Defendant and his wife both testified that the figures they followed complied with the directions given by the manufacturer’s distributor when they bought the sterilizer. Mrs. Weiner also testified that they coincided with what she had done elsewhere as a registered nurse. Curiously, although the State called the salesman of the distributor to prove the date when defendant purchased an autoclave and the defense brought out from him the standard nature of the dry-heat sterilizer, yet neither side explored the question of manufacturer’s instructions as to proper use. We are puzzled, too, as to why the State’s witnesses, who are specialists in public health, were not interrogated upon a subject of such obvious significance in the search for the cause of this tragic experience. We should think that authoritative information ought to be available in literature directly connected with the topic of sterilization, and that physicians selecting a sterilization technique would hardly search for an isolated statement in a *32book devoted to so specialized a subject as the problems of a single organ of the body. We gather from the testimony that sterilization is taught in nursing schools and in medical schools. If so, there should be available testimony as to what the nursing and medical professions are trained to do.
Again, our comments are for the retrial. Eor present purposes the pertinent fact is that the jury had before it a disputed claim as to adequacy of the sterilization procedure.

SUPPLIED INFORMATION:

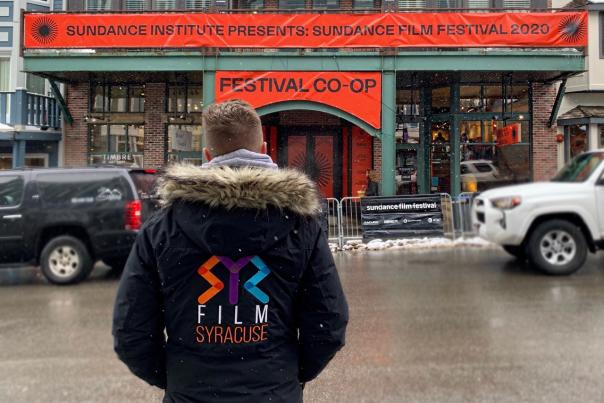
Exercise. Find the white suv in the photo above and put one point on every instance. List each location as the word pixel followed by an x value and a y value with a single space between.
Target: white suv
pixel 552 224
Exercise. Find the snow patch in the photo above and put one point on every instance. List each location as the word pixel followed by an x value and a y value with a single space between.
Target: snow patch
pixel 412 243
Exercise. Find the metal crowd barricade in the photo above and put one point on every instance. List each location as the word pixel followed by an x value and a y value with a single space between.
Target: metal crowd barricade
pixel 333 220
pixel 446 205
pixel 463 214
pixel 344 217
pixel 350 220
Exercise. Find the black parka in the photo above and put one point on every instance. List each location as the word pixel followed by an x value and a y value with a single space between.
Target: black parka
pixel 238 275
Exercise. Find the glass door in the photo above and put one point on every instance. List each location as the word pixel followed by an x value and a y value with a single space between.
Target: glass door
pixel 440 157
pixel 313 154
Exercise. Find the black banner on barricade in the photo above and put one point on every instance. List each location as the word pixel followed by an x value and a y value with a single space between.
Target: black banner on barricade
pixel 401 216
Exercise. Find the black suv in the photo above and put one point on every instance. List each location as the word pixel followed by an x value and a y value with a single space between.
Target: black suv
pixel 66 219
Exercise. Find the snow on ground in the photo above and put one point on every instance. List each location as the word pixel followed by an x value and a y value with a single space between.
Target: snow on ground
pixel 412 243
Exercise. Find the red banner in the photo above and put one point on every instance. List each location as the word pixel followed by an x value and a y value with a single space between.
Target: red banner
pixel 358 93
pixel 390 30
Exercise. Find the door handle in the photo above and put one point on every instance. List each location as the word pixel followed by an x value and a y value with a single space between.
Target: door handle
pixel 12 217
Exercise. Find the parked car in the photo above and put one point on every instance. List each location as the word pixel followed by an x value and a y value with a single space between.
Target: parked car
pixel 476 173
pixel 552 224
pixel 66 219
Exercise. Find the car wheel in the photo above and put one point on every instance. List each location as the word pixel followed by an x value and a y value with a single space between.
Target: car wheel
pixel 557 247
pixel 518 251
pixel 65 260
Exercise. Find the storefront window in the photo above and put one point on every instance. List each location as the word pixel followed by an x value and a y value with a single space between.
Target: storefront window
pixel 251 4
pixel 117 139
pixel 99 138
pixel 98 5
pixel 164 5
pixel 362 4
pixel 441 100
pixel 116 144
pixel 493 153
pixel 137 99
pixel 518 99
pixel 291 4
pixel 440 157
pixel 325 4
pixel 117 98
pixel 197 4
pixel 408 103
pixel 194 99
pixel 470 98
pixel 577 142
pixel 493 98
pixel 4 74
pixel 184 143
pixel 185 98
pixel 406 171
pixel 35 84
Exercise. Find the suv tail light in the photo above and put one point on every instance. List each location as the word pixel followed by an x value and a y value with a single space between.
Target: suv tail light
pixel 132 220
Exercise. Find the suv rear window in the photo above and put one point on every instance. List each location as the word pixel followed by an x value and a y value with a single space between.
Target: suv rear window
pixel 11 190
pixel 83 188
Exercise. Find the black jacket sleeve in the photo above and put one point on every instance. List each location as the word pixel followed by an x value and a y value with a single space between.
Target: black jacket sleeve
pixel 322 312
pixel 138 321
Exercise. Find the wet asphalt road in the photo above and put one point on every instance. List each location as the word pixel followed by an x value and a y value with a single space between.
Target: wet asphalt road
pixel 465 325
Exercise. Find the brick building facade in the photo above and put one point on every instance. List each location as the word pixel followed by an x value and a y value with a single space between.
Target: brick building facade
pixel 449 121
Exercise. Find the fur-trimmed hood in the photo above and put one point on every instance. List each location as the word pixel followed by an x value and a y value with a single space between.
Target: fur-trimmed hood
pixel 246 187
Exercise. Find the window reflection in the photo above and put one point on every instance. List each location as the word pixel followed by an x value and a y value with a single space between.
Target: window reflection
pixel 493 153
pixel 577 139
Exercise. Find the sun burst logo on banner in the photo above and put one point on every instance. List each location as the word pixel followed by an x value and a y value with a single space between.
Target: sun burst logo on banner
pixel 44 30
pixel 572 28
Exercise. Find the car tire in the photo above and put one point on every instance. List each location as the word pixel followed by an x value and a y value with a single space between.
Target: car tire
pixel 557 247
pixel 65 260
pixel 518 251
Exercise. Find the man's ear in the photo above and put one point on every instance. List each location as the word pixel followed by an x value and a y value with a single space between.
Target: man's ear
pixel 206 153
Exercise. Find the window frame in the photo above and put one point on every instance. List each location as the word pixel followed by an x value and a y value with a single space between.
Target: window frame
pixel 186 86
pixel 108 152
pixel 107 101
pixel 182 155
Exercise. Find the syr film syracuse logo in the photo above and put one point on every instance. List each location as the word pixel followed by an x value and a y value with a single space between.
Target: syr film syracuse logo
pixel 231 326
pixel 43 30
pixel 573 28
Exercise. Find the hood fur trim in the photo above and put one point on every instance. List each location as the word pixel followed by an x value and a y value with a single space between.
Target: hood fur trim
pixel 245 187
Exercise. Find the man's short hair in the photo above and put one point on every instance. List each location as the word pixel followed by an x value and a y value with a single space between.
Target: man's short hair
pixel 230 126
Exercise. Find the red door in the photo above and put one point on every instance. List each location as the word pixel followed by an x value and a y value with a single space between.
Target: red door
pixel 313 155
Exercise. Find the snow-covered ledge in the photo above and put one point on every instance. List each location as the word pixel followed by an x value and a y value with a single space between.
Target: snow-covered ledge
pixel 412 243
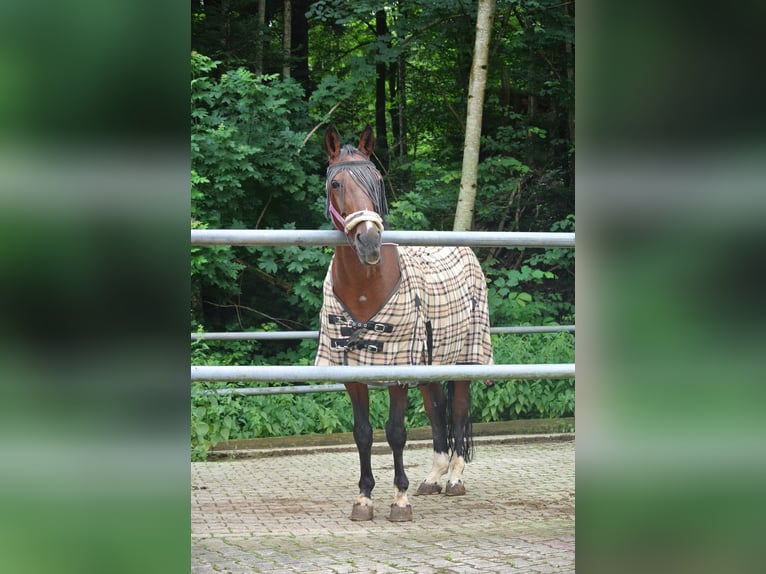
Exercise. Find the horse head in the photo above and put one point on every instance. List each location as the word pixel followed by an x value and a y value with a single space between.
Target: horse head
pixel 356 199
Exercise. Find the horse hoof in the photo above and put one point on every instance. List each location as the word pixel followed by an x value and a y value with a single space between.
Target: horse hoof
pixel 400 513
pixel 457 489
pixel 429 488
pixel 361 512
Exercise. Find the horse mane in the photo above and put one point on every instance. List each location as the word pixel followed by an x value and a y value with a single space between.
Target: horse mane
pixel 365 173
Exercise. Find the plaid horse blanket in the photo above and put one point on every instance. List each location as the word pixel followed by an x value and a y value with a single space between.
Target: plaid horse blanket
pixel 436 315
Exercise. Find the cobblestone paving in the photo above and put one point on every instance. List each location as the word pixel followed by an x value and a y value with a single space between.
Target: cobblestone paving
pixel 291 514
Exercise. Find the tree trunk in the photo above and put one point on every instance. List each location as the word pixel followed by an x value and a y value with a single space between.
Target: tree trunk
pixel 381 101
pixel 259 45
pixel 287 40
pixel 476 85
pixel 299 50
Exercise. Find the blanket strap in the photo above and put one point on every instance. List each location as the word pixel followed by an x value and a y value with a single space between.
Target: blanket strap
pixel 349 327
pixel 358 344
pixel 430 342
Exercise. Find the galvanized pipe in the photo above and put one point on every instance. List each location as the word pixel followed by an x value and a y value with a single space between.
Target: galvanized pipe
pixel 403 373
pixel 286 335
pixel 333 237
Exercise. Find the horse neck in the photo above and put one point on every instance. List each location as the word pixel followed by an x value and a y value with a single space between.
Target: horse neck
pixel 364 289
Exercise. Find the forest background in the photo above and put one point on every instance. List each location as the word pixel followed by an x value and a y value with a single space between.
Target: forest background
pixel 268 75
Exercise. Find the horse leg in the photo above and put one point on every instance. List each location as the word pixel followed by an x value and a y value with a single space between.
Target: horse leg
pixel 435 403
pixel 460 398
pixel 396 434
pixel 360 401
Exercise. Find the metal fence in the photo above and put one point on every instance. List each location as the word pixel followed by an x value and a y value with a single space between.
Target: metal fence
pixel 407 374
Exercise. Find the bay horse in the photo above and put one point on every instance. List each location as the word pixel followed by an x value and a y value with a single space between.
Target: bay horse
pixel 391 305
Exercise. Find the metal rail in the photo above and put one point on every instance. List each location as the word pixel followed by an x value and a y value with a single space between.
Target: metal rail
pixel 287 335
pixel 332 237
pixel 388 373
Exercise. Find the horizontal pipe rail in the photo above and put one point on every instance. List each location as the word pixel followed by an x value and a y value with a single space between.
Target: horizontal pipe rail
pixel 398 373
pixel 333 237
pixel 286 335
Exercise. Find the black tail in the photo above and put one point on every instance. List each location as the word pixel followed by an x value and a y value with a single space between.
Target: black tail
pixel 467 439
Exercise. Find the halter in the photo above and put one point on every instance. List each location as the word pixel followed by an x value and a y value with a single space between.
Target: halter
pixel 372 187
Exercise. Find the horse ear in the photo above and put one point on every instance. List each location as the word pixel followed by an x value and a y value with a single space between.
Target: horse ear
pixel 331 142
pixel 367 141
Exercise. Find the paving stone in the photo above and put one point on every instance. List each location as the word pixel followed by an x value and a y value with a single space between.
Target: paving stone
pixel 291 514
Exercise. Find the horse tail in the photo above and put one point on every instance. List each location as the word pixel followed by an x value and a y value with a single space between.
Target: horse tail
pixel 467 434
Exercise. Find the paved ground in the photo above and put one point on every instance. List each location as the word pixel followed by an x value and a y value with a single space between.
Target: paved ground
pixel 290 513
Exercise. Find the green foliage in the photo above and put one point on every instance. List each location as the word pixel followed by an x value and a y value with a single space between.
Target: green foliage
pixel 524 399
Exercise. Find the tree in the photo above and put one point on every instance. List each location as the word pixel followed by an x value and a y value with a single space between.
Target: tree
pixel 476 87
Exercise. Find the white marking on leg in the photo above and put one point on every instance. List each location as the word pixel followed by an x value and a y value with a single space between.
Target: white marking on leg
pixel 457 466
pixel 438 468
pixel 363 500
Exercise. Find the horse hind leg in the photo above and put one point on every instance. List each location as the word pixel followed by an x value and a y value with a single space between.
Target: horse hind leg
pixel 460 425
pixel 435 402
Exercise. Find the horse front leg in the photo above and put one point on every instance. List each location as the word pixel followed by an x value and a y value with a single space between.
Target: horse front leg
pixel 460 435
pixel 435 404
pixel 360 402
pixel 396 434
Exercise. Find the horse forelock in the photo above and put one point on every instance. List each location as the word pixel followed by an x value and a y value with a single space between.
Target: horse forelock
pixel 364 173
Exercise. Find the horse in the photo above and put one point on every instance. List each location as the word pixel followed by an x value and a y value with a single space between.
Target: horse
pixel 392 305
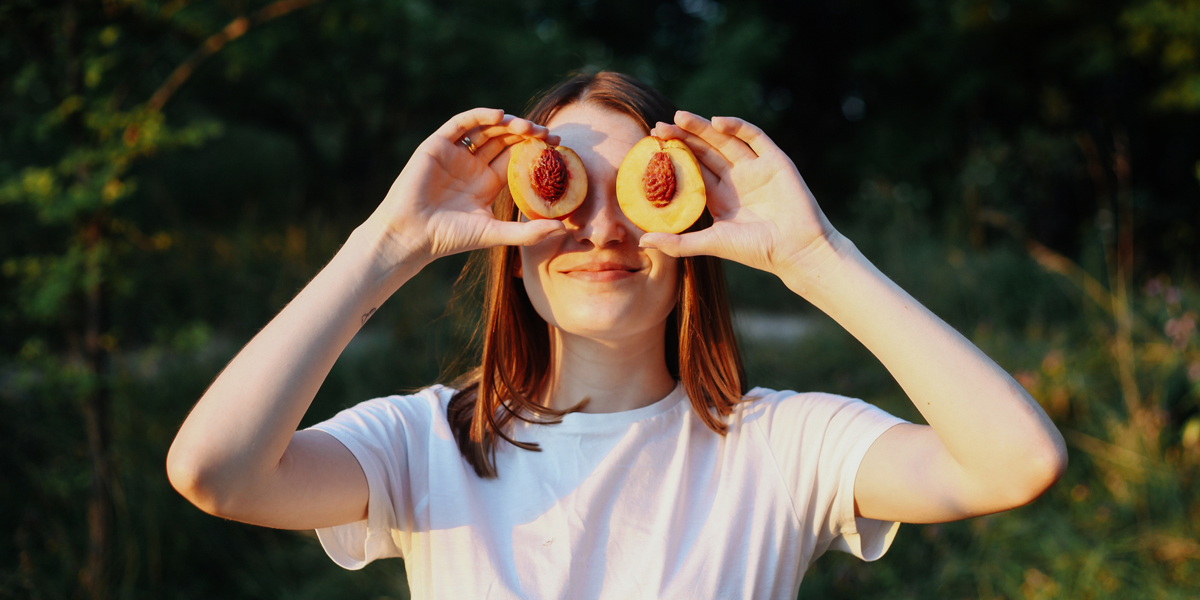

TASK DIRECTIONS:
In the text about the sterilization testimony, why does the court think evidence should exist about what nurses and physicians are trained to do? Answer in one to three sentences.

SOLUTION:
The court gathered from the testimony that sterilization is taught in nursing schools and medical schools. If that is so, testimony should be available about the training the nursing and medical professions receive.